[Start of section]

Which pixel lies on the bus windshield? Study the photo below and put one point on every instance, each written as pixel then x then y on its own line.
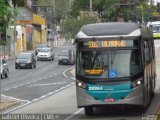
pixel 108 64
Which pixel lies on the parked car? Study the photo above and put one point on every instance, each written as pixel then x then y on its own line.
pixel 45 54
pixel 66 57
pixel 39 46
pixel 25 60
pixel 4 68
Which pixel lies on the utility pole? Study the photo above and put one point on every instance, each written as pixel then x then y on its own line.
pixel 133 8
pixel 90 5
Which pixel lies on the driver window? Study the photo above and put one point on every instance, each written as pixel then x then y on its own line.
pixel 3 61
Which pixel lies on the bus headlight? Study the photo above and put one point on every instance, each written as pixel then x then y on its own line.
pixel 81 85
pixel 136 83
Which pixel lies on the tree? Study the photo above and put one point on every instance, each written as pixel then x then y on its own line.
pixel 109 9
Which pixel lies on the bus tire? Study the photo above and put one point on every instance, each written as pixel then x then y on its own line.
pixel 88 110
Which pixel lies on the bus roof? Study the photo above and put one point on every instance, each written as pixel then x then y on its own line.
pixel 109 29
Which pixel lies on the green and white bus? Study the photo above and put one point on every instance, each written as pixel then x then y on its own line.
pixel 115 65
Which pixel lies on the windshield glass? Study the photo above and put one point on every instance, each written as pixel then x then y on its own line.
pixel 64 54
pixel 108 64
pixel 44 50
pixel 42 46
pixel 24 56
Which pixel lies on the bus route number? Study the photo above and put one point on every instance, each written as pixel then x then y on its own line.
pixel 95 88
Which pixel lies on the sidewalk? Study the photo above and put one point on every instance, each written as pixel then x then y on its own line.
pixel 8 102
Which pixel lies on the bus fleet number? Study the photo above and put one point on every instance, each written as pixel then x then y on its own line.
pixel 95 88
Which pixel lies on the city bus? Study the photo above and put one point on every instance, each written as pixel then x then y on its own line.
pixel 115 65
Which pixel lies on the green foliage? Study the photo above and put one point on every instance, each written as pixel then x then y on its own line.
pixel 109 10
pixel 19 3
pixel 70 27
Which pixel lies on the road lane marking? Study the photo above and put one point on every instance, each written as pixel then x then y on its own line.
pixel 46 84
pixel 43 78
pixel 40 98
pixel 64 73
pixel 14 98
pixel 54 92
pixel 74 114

[End of section]

What is required ::
Only the lines from the one with "Which pixel lies on the road" through the last line of the records belong in the answer, each copied exactly.

Result ::
Which pixel lies on the road lane marking? Study the photo above and put one point on every instance, each written as pixel then x then y on its own line.
pixel 46 84
pixel 43 78
pixel 40 98
pixel 64 73
pixel 14 98
pixel 54 92
pixel 74 114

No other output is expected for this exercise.